Extracted records
============================================================

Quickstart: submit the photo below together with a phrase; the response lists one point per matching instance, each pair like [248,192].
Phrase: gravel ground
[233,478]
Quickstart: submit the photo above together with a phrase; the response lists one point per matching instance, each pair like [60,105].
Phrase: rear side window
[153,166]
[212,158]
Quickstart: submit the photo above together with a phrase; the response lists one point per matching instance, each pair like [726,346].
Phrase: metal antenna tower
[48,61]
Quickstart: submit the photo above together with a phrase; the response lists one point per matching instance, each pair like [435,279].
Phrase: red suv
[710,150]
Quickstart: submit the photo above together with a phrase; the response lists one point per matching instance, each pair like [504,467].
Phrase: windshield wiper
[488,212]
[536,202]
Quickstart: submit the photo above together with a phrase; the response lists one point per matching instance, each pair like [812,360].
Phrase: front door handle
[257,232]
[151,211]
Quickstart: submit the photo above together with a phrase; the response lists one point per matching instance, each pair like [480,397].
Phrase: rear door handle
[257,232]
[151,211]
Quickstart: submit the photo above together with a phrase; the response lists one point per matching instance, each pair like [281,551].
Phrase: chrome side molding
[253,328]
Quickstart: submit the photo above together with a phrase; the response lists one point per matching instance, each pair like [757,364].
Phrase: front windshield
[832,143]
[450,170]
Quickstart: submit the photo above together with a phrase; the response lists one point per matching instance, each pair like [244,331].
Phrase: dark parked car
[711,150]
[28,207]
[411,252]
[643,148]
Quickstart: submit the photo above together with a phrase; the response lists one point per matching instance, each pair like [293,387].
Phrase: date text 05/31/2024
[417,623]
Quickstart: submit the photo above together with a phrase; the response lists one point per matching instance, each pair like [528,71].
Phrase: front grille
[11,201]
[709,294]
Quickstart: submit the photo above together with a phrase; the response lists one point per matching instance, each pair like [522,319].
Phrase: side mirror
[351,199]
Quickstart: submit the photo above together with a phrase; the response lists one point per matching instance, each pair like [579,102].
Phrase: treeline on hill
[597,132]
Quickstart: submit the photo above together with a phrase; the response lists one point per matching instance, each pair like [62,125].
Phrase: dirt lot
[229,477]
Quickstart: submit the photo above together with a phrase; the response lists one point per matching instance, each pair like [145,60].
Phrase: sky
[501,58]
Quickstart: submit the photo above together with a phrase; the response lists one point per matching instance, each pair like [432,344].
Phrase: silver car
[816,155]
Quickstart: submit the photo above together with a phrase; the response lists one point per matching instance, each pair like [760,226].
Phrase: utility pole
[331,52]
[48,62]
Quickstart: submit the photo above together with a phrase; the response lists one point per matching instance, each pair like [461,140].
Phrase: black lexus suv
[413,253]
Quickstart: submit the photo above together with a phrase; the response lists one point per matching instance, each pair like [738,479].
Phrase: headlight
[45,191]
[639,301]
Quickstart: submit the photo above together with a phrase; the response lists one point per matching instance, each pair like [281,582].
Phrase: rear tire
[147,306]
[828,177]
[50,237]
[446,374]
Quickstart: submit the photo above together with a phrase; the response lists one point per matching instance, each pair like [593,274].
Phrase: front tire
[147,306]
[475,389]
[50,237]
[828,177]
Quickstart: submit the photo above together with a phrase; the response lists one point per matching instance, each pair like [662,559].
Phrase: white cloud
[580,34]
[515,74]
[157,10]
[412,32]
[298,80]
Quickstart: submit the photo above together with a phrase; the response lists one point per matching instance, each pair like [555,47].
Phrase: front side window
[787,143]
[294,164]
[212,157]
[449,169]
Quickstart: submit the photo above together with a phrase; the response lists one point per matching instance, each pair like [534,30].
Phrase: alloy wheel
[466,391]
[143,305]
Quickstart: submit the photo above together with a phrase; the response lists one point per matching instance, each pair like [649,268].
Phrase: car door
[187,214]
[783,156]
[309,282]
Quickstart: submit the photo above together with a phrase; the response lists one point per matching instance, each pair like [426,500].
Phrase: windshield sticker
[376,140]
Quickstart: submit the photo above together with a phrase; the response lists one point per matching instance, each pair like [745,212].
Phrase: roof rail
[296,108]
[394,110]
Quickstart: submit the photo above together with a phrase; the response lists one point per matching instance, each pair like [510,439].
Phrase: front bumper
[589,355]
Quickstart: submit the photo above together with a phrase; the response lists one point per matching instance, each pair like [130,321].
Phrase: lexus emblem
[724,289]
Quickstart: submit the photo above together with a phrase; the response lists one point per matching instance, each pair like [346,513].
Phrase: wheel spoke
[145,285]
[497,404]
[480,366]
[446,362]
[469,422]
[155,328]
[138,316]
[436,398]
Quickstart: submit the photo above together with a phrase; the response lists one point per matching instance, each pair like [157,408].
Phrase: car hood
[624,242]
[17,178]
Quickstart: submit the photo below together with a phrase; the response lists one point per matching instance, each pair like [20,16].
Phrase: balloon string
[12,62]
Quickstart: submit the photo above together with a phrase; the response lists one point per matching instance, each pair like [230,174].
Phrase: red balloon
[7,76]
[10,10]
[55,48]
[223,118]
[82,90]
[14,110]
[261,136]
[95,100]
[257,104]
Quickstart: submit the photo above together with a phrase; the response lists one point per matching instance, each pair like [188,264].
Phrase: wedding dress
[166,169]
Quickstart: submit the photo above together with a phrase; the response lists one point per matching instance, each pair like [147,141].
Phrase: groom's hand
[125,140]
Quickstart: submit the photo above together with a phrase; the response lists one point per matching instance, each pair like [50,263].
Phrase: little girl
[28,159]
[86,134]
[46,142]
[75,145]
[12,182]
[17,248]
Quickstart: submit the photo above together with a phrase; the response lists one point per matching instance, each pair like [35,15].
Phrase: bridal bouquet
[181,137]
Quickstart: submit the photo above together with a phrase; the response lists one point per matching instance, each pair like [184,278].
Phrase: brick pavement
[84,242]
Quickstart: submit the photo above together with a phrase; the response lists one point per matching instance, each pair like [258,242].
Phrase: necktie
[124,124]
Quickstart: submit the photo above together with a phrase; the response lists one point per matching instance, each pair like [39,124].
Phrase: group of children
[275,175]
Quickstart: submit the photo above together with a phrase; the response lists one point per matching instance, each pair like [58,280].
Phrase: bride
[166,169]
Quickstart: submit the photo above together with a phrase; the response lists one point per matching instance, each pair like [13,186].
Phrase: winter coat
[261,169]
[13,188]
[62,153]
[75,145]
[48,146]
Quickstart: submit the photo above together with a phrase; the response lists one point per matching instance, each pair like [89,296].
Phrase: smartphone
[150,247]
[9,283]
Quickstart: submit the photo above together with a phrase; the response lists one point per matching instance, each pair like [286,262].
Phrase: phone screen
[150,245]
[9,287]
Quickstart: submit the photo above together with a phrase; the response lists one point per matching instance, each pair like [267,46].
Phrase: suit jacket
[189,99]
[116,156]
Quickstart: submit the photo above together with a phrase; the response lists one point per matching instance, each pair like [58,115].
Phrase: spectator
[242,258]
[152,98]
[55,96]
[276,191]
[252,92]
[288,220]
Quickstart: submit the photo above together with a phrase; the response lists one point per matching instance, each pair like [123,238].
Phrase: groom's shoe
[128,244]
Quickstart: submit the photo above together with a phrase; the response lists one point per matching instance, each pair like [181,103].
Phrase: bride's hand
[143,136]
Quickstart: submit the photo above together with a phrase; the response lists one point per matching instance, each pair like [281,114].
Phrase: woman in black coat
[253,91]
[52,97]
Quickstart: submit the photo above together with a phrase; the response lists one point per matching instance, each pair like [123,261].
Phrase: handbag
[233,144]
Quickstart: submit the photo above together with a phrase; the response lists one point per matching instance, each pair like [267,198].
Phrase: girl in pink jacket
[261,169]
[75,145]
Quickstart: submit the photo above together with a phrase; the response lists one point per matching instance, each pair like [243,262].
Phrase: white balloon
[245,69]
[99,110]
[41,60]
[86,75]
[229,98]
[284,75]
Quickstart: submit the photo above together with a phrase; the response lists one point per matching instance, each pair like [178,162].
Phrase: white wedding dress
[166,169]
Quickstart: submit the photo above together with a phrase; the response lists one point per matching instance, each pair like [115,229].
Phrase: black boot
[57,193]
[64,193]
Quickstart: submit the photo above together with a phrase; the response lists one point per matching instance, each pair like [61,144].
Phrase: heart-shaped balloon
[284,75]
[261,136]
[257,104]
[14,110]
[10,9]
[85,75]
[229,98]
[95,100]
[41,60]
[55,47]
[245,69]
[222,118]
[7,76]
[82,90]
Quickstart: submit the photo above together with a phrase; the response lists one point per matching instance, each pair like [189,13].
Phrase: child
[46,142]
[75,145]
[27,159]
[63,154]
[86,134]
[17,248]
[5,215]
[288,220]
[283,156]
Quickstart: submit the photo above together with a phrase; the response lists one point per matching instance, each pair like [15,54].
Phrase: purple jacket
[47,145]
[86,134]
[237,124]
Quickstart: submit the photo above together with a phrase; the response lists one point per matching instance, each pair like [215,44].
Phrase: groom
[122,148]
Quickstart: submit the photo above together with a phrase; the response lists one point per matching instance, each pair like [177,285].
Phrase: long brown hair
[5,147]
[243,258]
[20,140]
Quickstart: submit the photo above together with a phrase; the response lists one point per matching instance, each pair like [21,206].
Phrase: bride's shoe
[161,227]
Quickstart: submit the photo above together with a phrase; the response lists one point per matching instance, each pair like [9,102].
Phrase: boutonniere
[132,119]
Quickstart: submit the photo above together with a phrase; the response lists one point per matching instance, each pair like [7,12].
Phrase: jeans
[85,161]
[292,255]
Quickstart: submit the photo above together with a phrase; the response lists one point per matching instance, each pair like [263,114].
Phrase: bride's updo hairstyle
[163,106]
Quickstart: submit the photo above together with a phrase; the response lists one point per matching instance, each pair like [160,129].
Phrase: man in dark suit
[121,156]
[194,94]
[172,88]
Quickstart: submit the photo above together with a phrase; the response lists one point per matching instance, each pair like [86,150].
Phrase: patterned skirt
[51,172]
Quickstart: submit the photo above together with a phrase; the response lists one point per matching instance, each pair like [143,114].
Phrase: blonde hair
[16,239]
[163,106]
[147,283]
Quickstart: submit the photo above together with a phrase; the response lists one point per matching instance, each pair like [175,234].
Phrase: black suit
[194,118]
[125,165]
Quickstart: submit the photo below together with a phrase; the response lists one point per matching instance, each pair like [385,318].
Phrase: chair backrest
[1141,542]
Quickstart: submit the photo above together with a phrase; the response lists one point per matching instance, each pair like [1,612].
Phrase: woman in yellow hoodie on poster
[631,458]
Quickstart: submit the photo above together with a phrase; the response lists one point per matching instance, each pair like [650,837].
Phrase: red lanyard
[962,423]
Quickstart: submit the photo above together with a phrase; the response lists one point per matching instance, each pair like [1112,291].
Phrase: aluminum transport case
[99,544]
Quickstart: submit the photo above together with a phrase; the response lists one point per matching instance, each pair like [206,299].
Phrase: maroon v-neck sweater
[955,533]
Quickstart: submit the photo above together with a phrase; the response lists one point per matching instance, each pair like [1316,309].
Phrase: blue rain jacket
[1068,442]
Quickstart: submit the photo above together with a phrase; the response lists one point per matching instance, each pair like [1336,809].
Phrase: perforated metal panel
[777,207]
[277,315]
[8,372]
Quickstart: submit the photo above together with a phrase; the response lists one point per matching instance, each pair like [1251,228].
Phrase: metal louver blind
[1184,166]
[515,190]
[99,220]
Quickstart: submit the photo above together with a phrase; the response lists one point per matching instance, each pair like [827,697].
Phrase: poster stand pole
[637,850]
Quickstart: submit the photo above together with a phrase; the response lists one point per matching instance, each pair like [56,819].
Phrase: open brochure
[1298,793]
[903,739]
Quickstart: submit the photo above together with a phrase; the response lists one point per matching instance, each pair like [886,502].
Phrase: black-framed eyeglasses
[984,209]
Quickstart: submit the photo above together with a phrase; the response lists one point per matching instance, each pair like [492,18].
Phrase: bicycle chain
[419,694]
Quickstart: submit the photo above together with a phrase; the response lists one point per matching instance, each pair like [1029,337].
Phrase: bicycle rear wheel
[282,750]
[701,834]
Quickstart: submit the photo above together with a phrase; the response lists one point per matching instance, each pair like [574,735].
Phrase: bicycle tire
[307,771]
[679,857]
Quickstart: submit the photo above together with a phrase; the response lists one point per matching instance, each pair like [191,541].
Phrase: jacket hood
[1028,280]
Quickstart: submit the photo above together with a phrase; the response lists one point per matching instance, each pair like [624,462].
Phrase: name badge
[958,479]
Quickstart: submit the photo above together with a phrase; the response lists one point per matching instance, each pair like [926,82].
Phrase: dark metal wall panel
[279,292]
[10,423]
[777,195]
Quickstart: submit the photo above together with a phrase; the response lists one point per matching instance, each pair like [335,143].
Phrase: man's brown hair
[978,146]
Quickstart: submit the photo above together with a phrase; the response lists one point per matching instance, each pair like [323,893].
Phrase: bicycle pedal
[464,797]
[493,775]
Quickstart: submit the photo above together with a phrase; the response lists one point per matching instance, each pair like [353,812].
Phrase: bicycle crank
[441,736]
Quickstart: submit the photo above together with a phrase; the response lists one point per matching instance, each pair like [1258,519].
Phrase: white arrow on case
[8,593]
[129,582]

============================================================

▶ WRITTEN EXERCISE
Retype, without any change, the part of the listing that opens with the line containing "pair like [1258,519]." and continues through the end of the listing.

▶ ANSWER TO THE TASK
Quickstart: submit the photo above together with a phrase; the response lists one point per matching instance, each pair like [1258,519].
Phrase: white arrow on case
[8,593]
[129,582]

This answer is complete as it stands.